▸ INSTRUCTIONS FOR THE TASK
In the message page about a TCP RDMA option below, list every navigation link that appears in square brackets.

▸ SOURCE PASSAGE
□ □ □ □ □

SORT BY:

LIST ORDER
THREAD
AUTHOR
SUBJECT


SEARCH

IPS HOME


    [Date Prev][Date Next][Thread Prev][Thread Next][Date Index][Thread Index]

    Re: TCP RDMA option to accelerate NFS, CIFS, SCSI, etc.



    > Given you are concerned about Appletalk and PCI, perhaps we just
    > need to agree you are addressing a different performance level of
    > storage system.  I see no reason for hardware support at Appletalk
    
    No we are addressing the same level of performance in a general purpose OS
    the difference is my case doesn't need weird protocol hacks. When working
    with a dedicated storage system RDMA becomes even less interesting because
    you code the stack to the needs of the filer. You don't even need an MMU
    on such kit
    
    > proposed NIC if this is really to be taken as a serious alternative
    > to an RDMA option.  I for one dont find it a competitive design
    > (it is also one that was previously considered.)

□ □ □ □ □

Excerpt from a dataset:

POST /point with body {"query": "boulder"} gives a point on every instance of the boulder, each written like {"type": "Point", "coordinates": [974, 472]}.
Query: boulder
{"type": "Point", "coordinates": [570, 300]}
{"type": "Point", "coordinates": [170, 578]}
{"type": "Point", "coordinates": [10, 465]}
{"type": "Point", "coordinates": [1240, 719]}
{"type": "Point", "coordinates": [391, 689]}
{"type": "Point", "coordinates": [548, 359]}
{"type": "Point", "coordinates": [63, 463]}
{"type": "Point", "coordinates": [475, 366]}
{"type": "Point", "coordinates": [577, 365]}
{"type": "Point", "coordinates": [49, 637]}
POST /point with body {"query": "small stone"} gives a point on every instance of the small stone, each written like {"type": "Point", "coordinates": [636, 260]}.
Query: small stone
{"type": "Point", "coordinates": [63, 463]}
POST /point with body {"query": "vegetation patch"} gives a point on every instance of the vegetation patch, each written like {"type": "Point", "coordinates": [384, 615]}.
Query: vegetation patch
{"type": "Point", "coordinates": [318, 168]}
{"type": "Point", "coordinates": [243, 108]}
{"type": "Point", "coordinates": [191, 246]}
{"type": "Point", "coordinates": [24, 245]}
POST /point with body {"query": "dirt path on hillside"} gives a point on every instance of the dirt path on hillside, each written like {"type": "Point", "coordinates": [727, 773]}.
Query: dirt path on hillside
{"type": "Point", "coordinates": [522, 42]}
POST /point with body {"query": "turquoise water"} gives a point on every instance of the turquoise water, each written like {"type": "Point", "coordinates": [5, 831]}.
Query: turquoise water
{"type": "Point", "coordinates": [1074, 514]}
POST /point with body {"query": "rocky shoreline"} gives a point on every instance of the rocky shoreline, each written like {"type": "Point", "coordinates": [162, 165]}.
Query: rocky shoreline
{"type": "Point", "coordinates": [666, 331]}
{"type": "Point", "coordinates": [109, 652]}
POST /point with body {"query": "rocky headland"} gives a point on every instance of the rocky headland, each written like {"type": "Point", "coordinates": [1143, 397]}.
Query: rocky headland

□ □ □ □ □

▸ WRITTEN ANSWER
Date Prev, Date Next, Thread Prev, Thread Next, Date Index, Thread Index